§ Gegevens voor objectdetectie
----
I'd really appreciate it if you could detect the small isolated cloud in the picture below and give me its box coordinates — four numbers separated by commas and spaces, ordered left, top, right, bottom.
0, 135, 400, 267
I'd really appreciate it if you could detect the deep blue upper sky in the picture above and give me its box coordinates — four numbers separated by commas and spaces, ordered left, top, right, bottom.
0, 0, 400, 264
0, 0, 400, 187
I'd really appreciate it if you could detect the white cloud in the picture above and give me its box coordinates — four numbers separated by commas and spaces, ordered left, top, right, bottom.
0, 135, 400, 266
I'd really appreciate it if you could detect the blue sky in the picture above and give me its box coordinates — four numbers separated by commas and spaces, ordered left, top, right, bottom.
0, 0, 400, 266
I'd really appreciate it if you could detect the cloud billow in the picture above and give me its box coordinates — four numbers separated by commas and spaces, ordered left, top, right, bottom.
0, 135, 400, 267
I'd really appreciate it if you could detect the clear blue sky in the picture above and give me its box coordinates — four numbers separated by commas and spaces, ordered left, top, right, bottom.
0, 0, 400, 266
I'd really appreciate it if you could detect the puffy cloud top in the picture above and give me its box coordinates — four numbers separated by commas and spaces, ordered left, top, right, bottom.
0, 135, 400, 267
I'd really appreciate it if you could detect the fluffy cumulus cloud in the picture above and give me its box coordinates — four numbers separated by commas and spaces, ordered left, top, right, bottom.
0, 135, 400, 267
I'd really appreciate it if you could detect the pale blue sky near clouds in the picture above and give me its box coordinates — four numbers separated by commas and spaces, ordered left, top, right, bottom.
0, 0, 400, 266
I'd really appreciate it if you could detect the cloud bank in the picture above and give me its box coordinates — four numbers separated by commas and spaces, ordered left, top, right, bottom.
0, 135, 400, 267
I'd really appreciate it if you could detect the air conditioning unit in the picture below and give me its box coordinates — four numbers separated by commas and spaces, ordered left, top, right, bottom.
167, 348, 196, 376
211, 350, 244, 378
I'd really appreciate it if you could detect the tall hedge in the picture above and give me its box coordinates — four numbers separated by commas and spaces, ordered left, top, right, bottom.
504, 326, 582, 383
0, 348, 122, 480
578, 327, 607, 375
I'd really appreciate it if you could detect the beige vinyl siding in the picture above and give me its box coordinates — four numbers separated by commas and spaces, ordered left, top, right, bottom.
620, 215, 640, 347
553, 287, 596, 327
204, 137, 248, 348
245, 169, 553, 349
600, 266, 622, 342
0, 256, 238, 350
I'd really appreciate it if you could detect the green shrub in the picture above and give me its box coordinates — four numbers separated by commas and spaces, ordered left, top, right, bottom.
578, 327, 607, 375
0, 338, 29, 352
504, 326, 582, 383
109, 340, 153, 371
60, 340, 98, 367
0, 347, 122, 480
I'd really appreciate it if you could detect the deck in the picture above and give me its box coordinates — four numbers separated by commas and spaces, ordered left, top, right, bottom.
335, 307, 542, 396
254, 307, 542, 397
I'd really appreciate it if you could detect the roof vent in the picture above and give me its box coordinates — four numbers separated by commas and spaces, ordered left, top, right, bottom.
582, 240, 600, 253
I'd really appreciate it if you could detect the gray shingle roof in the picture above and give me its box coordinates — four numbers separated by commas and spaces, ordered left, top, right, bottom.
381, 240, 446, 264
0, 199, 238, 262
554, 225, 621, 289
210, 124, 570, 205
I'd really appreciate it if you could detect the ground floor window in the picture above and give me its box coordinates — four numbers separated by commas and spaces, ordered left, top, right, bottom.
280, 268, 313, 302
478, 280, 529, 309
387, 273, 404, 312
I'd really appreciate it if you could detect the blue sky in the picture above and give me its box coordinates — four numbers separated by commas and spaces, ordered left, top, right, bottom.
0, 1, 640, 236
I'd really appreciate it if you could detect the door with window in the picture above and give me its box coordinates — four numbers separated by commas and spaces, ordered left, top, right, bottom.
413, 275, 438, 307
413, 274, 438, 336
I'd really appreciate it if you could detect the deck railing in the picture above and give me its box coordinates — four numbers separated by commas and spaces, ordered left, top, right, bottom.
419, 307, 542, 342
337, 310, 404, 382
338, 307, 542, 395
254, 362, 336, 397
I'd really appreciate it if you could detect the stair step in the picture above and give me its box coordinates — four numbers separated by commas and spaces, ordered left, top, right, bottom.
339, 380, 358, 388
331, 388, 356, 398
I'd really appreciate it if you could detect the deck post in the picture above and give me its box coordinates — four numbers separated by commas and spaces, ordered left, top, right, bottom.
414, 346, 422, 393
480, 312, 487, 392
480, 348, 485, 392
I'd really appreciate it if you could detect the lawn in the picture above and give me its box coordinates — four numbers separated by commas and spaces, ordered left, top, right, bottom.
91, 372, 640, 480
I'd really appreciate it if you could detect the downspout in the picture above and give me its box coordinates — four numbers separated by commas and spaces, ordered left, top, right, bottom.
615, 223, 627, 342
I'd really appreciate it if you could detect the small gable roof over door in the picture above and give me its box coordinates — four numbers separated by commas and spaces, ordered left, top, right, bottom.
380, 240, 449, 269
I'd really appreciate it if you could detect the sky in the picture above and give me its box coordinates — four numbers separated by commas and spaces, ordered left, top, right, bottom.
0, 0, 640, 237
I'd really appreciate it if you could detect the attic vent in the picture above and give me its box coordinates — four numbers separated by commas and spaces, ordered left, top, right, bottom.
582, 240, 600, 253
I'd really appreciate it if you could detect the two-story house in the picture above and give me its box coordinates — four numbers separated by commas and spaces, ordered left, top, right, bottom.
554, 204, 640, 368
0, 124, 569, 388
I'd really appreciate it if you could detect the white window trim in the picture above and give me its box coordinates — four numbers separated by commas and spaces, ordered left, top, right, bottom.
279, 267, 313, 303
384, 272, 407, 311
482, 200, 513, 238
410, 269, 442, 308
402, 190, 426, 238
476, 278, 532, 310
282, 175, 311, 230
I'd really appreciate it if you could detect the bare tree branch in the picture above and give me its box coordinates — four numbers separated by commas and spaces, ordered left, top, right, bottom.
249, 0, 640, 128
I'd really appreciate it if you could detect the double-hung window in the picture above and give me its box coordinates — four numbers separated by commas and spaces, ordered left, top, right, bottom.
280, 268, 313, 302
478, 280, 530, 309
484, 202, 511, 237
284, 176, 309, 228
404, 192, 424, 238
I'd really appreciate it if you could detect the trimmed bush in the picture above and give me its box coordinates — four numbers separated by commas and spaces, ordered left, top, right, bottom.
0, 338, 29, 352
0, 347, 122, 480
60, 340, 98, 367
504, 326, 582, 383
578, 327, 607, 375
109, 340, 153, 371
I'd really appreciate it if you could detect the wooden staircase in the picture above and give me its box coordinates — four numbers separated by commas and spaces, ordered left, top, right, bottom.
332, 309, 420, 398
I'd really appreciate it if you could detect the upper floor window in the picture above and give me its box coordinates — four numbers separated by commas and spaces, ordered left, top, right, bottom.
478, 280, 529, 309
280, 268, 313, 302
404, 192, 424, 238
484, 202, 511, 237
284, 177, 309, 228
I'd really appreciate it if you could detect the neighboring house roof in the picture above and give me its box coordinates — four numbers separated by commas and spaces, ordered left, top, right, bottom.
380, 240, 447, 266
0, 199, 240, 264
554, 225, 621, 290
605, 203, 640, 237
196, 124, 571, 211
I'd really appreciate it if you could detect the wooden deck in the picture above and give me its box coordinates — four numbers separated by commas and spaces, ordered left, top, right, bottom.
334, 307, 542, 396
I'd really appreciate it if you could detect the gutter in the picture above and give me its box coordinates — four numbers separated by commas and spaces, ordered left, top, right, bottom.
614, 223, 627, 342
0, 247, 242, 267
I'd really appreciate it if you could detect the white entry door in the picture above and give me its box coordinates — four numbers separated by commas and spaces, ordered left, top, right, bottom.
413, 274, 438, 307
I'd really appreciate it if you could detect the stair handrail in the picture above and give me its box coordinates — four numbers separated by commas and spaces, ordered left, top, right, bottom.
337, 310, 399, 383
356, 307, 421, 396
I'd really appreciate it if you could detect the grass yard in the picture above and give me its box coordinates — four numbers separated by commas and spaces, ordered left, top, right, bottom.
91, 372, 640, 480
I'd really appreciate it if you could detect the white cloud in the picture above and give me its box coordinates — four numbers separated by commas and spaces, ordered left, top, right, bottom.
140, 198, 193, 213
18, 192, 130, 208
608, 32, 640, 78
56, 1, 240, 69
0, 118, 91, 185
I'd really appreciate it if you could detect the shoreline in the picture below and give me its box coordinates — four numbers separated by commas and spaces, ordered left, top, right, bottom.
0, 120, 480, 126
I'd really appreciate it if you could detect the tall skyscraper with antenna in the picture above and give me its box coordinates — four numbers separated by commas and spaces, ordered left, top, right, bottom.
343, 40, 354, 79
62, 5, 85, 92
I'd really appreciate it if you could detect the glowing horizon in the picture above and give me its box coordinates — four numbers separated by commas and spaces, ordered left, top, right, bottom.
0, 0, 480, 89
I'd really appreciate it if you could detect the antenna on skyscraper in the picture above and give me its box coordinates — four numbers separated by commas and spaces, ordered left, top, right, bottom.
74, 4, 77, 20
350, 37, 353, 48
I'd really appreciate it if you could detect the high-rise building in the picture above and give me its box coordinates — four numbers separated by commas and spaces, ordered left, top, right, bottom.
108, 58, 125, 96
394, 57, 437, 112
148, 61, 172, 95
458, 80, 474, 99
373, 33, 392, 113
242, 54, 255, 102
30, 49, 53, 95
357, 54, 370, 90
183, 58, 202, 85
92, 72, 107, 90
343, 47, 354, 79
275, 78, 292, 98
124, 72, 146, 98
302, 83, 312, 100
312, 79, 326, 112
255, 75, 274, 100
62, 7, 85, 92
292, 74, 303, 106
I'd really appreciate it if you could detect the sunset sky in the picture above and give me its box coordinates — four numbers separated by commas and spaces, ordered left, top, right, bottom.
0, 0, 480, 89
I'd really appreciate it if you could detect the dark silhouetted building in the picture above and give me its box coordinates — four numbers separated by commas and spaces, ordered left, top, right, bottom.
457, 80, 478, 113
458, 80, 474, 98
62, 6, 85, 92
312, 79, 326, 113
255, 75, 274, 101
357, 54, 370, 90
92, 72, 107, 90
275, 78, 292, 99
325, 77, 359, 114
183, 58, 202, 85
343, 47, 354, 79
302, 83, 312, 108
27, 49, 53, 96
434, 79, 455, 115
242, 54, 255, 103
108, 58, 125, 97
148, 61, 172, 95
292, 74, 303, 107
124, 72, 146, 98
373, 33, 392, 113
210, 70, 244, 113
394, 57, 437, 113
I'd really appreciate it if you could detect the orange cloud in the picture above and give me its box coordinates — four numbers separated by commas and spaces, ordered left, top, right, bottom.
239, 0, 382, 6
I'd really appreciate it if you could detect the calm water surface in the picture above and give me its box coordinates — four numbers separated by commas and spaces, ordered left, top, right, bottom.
----
§ DOEL
Geef de regels van het materiaal weer als Markdown-tabel met de kolommen nr en Regel. Begin bij de regel met "I'd really appreciate it if you could detect the roof" en eindig bij de regel met "387, 273, 404, 312", beide inbegrepen, en laat lege regels weg.

§ ANTWOORD HIERONDER
| nr | Regel |
|---|---|
| 1 | I'd really appreciate it if you could detect the roof vent in the picture above and give me its box coordinates — four numbers separated by commas and spaces, ordered left, top, right, bottom. |
| 2 | 582, 240, 600, 253 |
| 3 | I'd really appreciate it if you could detect the gray shingle roof in the picture above and give me its box coordinates — four numbers separated by commas and spaces, ordered left, top, right, bottom. |
| 4 | 381, 240, 446, 264 |
| 5 | 0, 199, 238, 262 |
| 6 | 554, 225, 621, 289 |
| 7 | 210, 124, 570, 205 |
| 8 | I'd really appreciate it if you could detect the ground floor window in the picture above and give me its box coordinates — four numbers separated by commas and spaces, ordered left, top, right, bottom. |
| 9 | 280, 268, 313, 302 |
| 10 | 478, 280, 529, 309 |
| 11 | 387, 273, 404, 312 |